**Tasks to complete:**
1. Please retype the passage about Sabbatai Zevi and Nathan of Gaza, beginning at the words "In December 1665, Sabbatai" and stopping after "was the messiah.".
2. Answer these questions using the passage about Sabbatai Zevi and Nathan of Gaza:
(a) In what month and year did Sabbatai Zevi and Nathan of Gaza part ways?
(b) Which city did Nathan proclaim to be the holy city?
(c) When did Nathan go to Adrianople?
3. Write a continuation of the passage about Sabbatai Zevi and Nathan of Gaza, starting after its final sentence.

**Source document:**
"""

In December 1665, Sabbatai Zevi and Nathan of Gaza parted ways. Sabbatai Zevi embarked on a journey to Turkey where he would begin to advocate his newfound position as the Jewish savior. They would not see each other again until after Sabbatai Zevi's later conversion to Islam. Thus, from the fall of 1665 until the summer of 1666, the two worked arduously on the next stage of their movement–convincing the world that Sabbatai Zevi was the messiah.

Seeing that the rabbis of Jerusalem were very hostile to the Sabbatean movement, Nathan proclaimed Gaza to be henceforth the holy city. He first spread about the Messiah's fame by sending circulars from Palestine to the most important communities in Europe. Then he visited several of the chief cities in Europe, Africa, and India, and finally returned to Palestine. Even after Sabbatai Zevi's apostasy Nathan did not desert his cause; but, thinking it unsafe to remain in Palestine any longer, he made preparations to go to Smyrna. The rabbis, seeing that the credulous were confirmed anew in their belief, excommunicated all the Sabbatians, and particularly Nathan (Dec 9, 1666), warning everybody against harboring or even approaching him. After a stay of a few months at Smyrna he went (end of April, 1667) to Adrianople, where, in spite of his written promise that he would remain quiet, he continued his agitation. He urged the Sabbatians of Adrianople to proclaim their adhesion to the cause by abolishing the fasts of the 17th of Tammuz and the 9th of Ab.

"""

Excerpts of labeled region data:
"""

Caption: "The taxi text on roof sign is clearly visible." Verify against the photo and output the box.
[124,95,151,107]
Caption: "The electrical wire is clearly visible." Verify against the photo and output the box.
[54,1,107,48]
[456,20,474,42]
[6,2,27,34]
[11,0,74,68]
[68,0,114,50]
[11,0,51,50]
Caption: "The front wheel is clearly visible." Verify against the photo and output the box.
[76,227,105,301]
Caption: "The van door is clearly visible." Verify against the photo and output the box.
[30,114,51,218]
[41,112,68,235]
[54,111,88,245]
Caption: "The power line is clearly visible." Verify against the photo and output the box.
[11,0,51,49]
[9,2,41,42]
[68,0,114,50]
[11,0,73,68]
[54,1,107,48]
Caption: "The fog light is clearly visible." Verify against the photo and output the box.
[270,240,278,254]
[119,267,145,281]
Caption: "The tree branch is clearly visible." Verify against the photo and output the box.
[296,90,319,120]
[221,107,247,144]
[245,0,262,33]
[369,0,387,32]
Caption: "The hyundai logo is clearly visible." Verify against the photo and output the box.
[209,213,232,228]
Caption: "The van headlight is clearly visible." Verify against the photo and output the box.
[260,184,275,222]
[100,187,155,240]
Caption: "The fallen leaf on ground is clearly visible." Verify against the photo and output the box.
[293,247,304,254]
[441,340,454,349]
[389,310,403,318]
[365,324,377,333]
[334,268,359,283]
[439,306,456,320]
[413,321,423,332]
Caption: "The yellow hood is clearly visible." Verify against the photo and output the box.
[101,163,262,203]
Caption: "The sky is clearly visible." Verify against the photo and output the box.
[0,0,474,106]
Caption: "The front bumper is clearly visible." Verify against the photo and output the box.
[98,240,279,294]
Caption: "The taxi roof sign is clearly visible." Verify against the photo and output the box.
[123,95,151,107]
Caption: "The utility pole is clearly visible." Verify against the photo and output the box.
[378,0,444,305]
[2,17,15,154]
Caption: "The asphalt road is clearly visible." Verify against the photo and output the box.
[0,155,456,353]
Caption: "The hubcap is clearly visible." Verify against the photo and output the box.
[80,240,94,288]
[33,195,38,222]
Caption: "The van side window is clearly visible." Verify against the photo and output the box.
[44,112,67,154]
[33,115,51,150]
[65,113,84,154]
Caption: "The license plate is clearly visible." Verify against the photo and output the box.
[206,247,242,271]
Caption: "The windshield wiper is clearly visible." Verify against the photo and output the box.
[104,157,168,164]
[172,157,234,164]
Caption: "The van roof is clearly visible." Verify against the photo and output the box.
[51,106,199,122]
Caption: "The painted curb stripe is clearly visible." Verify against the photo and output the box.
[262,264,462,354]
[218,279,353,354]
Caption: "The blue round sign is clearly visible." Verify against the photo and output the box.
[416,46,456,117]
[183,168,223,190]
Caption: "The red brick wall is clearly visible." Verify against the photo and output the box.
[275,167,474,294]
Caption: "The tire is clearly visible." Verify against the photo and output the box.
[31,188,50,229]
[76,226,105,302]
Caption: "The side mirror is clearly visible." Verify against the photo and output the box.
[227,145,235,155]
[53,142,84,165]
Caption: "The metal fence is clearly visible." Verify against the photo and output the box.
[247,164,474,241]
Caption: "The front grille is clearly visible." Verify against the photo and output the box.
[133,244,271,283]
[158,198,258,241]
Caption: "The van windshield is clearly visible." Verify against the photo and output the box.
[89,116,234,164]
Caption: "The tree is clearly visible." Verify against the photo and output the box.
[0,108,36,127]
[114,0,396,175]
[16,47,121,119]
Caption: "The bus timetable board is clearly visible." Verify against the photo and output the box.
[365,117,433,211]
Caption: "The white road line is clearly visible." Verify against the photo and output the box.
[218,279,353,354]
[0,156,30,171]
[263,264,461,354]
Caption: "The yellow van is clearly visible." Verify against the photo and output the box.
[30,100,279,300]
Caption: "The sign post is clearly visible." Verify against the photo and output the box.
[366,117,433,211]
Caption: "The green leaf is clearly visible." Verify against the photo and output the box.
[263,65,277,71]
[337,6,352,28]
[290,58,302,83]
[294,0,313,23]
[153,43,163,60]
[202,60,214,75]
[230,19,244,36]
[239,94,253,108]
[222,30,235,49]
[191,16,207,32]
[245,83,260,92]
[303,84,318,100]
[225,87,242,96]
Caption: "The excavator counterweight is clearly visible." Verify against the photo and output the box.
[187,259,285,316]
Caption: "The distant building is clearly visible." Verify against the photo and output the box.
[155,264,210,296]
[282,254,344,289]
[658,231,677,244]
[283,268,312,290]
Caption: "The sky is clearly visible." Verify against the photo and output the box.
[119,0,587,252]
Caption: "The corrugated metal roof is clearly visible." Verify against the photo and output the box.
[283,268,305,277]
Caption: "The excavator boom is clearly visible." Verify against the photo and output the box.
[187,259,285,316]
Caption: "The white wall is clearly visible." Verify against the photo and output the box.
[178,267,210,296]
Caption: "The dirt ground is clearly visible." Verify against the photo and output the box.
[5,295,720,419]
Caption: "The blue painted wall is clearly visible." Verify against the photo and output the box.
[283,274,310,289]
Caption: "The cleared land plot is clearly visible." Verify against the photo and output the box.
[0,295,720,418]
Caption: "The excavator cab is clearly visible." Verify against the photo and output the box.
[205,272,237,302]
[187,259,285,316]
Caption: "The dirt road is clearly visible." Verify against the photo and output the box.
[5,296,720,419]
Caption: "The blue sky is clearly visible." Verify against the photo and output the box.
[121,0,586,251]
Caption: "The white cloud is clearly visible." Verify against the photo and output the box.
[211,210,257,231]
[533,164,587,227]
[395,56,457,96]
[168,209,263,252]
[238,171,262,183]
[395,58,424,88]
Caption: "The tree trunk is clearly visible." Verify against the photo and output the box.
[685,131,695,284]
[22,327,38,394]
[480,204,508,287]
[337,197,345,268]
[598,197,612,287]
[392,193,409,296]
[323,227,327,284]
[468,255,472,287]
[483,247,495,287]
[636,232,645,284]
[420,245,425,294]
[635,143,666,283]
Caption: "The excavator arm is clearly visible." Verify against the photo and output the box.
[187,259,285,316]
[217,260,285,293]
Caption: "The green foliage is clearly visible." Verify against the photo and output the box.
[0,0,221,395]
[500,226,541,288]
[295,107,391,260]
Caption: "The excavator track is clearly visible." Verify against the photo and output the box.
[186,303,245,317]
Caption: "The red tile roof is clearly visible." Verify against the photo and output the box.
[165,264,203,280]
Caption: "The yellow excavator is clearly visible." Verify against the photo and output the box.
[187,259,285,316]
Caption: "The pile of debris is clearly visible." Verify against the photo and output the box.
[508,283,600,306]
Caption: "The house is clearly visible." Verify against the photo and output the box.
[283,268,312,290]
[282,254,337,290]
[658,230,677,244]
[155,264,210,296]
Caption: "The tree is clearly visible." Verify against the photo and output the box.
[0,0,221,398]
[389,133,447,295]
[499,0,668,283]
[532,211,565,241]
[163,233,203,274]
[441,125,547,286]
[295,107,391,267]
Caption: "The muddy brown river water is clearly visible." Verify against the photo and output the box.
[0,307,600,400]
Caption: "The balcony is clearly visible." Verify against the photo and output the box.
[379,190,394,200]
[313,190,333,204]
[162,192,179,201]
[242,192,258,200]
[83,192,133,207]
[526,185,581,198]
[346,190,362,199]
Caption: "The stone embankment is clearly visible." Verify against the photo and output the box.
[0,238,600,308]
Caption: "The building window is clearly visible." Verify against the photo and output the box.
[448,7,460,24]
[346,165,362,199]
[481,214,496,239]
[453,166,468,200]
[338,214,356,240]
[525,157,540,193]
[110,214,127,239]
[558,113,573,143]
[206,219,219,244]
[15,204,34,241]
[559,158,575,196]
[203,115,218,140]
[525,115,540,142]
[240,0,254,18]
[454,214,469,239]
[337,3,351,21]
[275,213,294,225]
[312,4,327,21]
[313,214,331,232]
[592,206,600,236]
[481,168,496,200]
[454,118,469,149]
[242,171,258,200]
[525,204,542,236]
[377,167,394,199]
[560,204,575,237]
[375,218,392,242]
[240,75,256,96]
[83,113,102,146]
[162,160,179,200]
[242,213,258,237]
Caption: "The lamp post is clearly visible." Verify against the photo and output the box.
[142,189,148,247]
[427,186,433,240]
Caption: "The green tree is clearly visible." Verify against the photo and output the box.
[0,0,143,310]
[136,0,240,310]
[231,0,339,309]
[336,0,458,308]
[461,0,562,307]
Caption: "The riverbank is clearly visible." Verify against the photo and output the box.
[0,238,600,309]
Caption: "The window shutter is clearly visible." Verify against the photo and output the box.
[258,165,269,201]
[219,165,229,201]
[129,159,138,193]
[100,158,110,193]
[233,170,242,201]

"""

**Results in order:**
1.
In December 1665, Sabbatai Zevi and Nathan of Gaza parted ways. Sabbatai Zevi embarked on a journey to Turkey where he would begin to advocate his newfound position as the Jewish savior. They would not see each other again until after Sabbatai Zevi's later conversion to Islam. Thus, from the fall of 1665 until the summer of 1666, the two worked arduously on the next stage of their movement–convincing the world that Sabbatai Zevi was the messiah.

2.
(a) December 1665
(b) Gaza
(c) The end of April, 1667

3.
Travels through Europe

Again excommunicated at Adrianople, he went with a few followers to Thessaloniki. There he met with scant welcome, but had more success in the communities of Chios and Corfu. From Corfu he went to Venice (March, 1668), where the rabbinate and the council of the city compelled him to give them a written confession that all his prophecies were the production of his imagination. The confession was published, whereupon Abraham ha-Yakini, the originator of the Sabbatian movement, wrote Nathan a letter in which he sympathized with him over his persecution and expressed his indignation at the acts of the Venetian rabbinate.

The Venetian Jews then induced Nathan to set out for Livorno, where the Jewish population was known to be inimical to him. They sent an escort with him, ostensibly as a mark of honor, but in reality to prevent him from going elsewhere. He divined their motives in sending him to Livorno, however, and, succeeding in eluding his escort, proceeded to Rome. In spite of his disguise he was recognized there, and was banished from the city. He then went to Livorno voluntarily, and even there made converts to his cause. From Livorno he returned to Adrianople, and seems to have spent the remainder of his days in travel.

Works

One of the ways in which Nathan of Gaza was able to persuade the Jewish community about Sabbatai Zevi and Sabbateanism was through his writings. He composed a variety of letters and other written documents that promoted an entirely new kind of theology, one that merged the current notions of Kabbalah (of the time) with elements of Lurianic mysticism, a subject that he studied when he was younger. In addition to creating a “new type” of mysticism, he also composed a document entitled Derush ha-Tanninim (“Treatise on Dragons”; published by Scholem in be-Iqvot Mashiah [Jerusalem, 1944]). This article stressed the notion of a “New Law” in which the old positive and negative commandments of the Torah were eliminated. This became the basis for what Gershom Scholem later referred to as “Sabbatean antinomianism.”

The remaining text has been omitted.